▸ **Exercise tasks**:
[A] According to the book review, what do the sadists keep their whips, crops, and spanking paraphernalia in?
[B] Name every nationality the book review attributes to a character.
[C] Please resume the book review after its last sentence.

▸ **Provided passage**:
THE RAUNCH REVIEW: Violet’s Verdict

Quick synopsis: Two Swedish hitchhikers tie up an aristocrat in a wood and whip him until he’s in a pretty bad way and then fuck him. This sadist and nympho combo then leave this dude prostrate in his Rolls-Royce on the hard shoulder and go off to visit their friend who is also a dominatrix and full-time nanny for this rich submissive Danish guy. Meanwhile, this German pain expert and her assistant travel to see this Danish gentleman to give him a going over. It culminates with all five sadistic women thrashing this man like dog until he breaks his chains. 

Title: This book is all about flagellation, so whips are pretty useful for you know this purpose. The sadists in the book have special cases for their whips and crops and spanking paraphernalia, giving the impression that they are professional purveyors of pain for pleasure. Much like doctors with their big leather bag of tricks. The title is pretty good, because it’s colloquial and casual, almost like ‘just so you know’ there’s a mile long whip in my rucksack if you fancy it.

(Object location annotation records)
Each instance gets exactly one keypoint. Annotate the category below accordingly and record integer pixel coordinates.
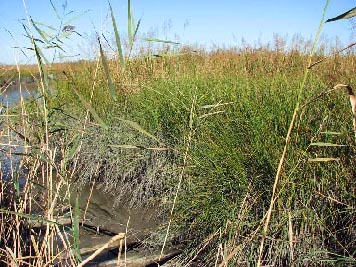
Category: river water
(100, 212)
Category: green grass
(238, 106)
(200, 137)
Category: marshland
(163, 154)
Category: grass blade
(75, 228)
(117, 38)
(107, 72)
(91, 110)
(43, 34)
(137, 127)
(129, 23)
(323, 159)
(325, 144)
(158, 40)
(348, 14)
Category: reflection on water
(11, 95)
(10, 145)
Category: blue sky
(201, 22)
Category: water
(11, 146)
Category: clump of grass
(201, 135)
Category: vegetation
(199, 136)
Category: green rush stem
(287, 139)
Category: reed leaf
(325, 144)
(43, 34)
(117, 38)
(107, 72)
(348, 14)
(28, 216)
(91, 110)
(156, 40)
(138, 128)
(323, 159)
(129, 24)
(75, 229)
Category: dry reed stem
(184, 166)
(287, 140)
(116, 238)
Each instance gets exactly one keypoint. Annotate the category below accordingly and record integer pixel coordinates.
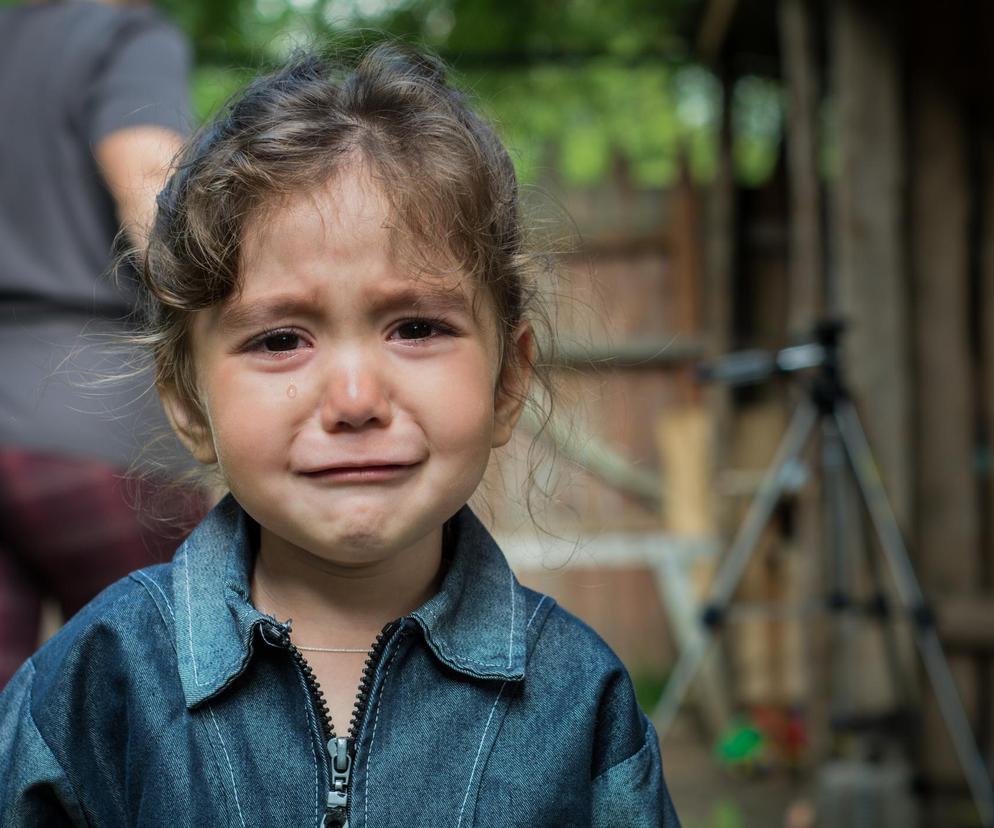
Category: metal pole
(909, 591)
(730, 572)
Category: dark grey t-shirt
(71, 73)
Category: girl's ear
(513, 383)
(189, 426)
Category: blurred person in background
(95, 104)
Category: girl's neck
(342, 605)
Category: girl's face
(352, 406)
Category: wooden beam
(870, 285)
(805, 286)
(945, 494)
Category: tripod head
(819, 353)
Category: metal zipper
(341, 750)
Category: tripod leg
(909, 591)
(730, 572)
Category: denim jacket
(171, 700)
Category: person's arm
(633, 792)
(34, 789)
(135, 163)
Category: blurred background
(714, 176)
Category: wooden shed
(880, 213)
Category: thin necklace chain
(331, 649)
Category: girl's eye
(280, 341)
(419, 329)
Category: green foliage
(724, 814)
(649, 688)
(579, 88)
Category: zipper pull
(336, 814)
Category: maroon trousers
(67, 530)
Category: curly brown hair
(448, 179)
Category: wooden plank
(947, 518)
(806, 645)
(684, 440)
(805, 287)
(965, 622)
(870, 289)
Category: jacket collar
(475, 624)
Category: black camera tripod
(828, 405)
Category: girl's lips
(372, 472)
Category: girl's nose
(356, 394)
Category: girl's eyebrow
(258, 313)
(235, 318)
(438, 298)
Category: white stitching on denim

▸ **Responses in order**:
[A] Special cases.

[B] Swedish, Danish, German

[C]
Cover image: Just wondering why her skirt is so high. Her arse is probably hanging right out. Great thrashing pose. Menacing and yet sexy. 

Best sentences in the book:

No pain could interrupt an ejaculation once it had begun. 

I don’t want you whipping him into impotency. 

He raised his hips and pulled his now flaccid penis out of the blonde’s vagina. 

His penis, with its violent thrusts, seemed to reach up as far as her stomach. 

He felt it nose against the mouth of her passage. 

The tip of the whip curled round him and bit into a testicle. 

She felt as though a hundred fingertips, each charged with electricity, were caressing the whole of her sexual nervous system. 

“And if you look at his trousers as he comes into the room you’ll see he has an erection.”

“Be careful,” he said. “I may be a high-heel fetishist as Marlene says, but I don’t want to be permanently injured.”

She did not know which she wanted more at that moment – to whip, or to push her dildo into someone. 

“Tie up his ball-bag,” said Marlene.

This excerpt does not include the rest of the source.